Locate every line in the items below that contains the word "cutting", and copy each such line in full.

→ **Records shown**:
□ □ □ □ □ □ □
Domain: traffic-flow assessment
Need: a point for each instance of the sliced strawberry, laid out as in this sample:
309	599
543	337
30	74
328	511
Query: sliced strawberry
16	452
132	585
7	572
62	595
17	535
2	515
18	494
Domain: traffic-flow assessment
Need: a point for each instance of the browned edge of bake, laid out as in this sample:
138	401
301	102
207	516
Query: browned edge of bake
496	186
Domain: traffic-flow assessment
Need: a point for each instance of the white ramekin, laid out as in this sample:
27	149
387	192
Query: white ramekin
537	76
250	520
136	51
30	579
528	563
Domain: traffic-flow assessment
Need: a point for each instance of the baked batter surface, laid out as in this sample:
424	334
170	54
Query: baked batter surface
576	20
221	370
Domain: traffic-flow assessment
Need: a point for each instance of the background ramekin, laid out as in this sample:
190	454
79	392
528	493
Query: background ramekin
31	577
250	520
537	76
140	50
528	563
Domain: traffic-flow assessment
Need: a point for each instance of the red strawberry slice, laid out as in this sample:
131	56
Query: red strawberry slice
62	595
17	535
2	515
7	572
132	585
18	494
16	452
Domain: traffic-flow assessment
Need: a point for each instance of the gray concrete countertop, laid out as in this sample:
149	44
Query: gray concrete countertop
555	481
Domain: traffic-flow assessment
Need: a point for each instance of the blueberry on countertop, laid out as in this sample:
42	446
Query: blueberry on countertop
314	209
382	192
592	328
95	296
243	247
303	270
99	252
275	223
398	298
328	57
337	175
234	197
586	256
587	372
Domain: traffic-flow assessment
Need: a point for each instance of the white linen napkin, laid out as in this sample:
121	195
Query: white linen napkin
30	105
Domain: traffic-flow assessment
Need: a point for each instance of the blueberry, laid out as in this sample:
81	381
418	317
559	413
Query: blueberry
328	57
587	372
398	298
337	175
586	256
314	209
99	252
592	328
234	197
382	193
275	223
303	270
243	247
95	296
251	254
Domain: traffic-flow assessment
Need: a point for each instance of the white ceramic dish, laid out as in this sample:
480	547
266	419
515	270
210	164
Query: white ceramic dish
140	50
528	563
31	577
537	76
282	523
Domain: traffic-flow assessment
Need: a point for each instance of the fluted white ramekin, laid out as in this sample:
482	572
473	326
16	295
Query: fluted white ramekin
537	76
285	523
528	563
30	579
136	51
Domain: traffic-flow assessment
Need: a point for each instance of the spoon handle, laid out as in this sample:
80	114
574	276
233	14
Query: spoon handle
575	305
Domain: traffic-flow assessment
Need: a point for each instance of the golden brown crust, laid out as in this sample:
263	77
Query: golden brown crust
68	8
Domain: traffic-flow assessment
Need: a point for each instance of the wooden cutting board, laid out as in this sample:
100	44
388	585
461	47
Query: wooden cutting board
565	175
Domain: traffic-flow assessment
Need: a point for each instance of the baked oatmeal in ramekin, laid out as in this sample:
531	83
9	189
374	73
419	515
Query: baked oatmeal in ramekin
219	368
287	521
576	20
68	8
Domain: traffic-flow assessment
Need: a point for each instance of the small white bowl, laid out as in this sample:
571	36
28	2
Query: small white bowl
□ □ □ □ □ □ □
→ **Solution to the problem**:
Need: a point for each instance of the wooden cutting board, laid out as in this sample:
Query: wooden cutting board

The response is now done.